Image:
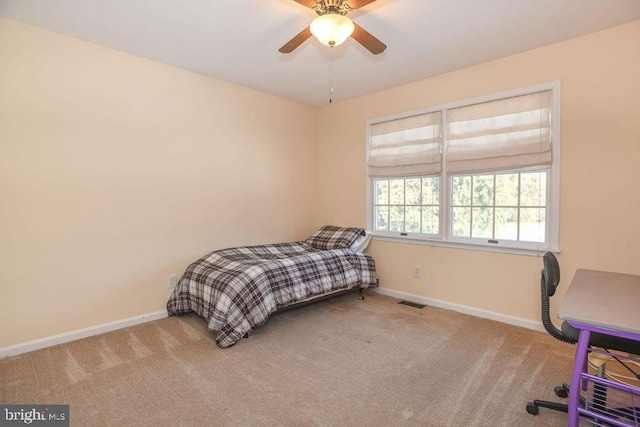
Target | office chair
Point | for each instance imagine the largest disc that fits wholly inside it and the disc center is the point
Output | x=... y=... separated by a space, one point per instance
x=567 y=333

= = = =

» Exercise brief:
Extract every text line of the listing above word for word, leaving out the pictures.

» Result for this task:
Image:
Target | office chair
Point | for each instance imagine the largest disc that fits wholly inside it and the disc center is the point
Output | x=... y=... separated by a space, one point per instance
x=567 y=333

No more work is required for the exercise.